Excerpts from a dataset
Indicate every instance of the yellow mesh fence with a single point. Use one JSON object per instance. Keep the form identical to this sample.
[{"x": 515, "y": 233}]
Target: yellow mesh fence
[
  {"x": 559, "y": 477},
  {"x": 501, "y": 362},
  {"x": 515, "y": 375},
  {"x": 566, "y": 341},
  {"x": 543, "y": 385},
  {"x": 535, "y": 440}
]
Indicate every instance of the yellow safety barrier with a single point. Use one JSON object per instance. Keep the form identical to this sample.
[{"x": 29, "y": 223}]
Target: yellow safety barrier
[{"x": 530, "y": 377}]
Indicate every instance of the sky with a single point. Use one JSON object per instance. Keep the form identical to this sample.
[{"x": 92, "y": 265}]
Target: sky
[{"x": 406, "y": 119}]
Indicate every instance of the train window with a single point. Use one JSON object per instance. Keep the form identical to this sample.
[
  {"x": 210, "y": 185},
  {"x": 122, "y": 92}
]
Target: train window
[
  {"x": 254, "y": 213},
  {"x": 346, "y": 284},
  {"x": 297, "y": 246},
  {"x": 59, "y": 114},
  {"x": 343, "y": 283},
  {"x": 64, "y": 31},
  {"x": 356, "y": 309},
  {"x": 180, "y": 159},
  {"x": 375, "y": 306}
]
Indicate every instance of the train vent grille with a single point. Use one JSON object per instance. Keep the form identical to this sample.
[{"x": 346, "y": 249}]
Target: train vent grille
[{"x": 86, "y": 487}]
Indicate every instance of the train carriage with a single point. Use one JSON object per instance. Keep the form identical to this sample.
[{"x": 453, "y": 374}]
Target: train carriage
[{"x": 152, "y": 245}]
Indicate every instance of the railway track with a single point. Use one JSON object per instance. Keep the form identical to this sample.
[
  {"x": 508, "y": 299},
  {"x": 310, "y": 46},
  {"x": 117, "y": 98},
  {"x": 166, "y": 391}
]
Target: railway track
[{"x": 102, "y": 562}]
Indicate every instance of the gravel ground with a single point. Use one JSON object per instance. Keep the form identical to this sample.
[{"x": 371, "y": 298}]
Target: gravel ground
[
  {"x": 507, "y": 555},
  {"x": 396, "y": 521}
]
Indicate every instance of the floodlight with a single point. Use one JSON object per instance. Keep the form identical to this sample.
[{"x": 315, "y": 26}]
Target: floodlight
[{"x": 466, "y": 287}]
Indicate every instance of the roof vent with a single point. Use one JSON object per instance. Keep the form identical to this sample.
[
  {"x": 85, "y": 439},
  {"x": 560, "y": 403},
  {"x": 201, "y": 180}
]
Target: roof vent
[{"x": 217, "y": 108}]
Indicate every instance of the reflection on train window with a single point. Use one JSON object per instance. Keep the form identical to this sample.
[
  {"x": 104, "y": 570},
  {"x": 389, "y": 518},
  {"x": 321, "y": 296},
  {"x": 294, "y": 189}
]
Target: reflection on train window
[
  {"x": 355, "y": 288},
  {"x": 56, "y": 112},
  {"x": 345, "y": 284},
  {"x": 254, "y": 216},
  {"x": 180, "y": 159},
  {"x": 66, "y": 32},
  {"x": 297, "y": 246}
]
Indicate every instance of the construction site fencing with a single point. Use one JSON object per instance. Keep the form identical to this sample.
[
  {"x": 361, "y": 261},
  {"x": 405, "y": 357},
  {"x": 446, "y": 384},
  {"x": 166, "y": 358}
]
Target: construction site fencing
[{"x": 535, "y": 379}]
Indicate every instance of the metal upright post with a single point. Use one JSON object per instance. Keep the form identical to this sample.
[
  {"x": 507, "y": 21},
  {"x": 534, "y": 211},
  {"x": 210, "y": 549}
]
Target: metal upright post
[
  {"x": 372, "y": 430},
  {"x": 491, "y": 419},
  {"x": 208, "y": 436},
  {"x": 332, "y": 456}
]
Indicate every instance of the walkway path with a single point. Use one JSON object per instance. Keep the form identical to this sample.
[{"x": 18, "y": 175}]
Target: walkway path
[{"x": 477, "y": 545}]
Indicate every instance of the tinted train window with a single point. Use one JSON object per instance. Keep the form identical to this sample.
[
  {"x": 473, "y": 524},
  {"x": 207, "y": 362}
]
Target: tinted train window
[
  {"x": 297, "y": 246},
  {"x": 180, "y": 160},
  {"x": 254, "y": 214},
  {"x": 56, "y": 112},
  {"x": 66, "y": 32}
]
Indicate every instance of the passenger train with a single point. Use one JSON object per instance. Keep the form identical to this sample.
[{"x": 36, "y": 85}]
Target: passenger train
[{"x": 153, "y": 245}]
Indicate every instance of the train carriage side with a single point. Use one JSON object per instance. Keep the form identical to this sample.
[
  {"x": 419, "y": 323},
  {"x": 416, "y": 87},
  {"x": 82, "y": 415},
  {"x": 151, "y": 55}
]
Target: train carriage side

• **What to do**
The lines holding the word "side" are the answer. Pull them out of the records and copy them.

• **Output for this exercise**
Indicate every instance of the train carriage side with a single point. Use one JSON object per instance. Keep the form identical to this sample.
Target: train carriage side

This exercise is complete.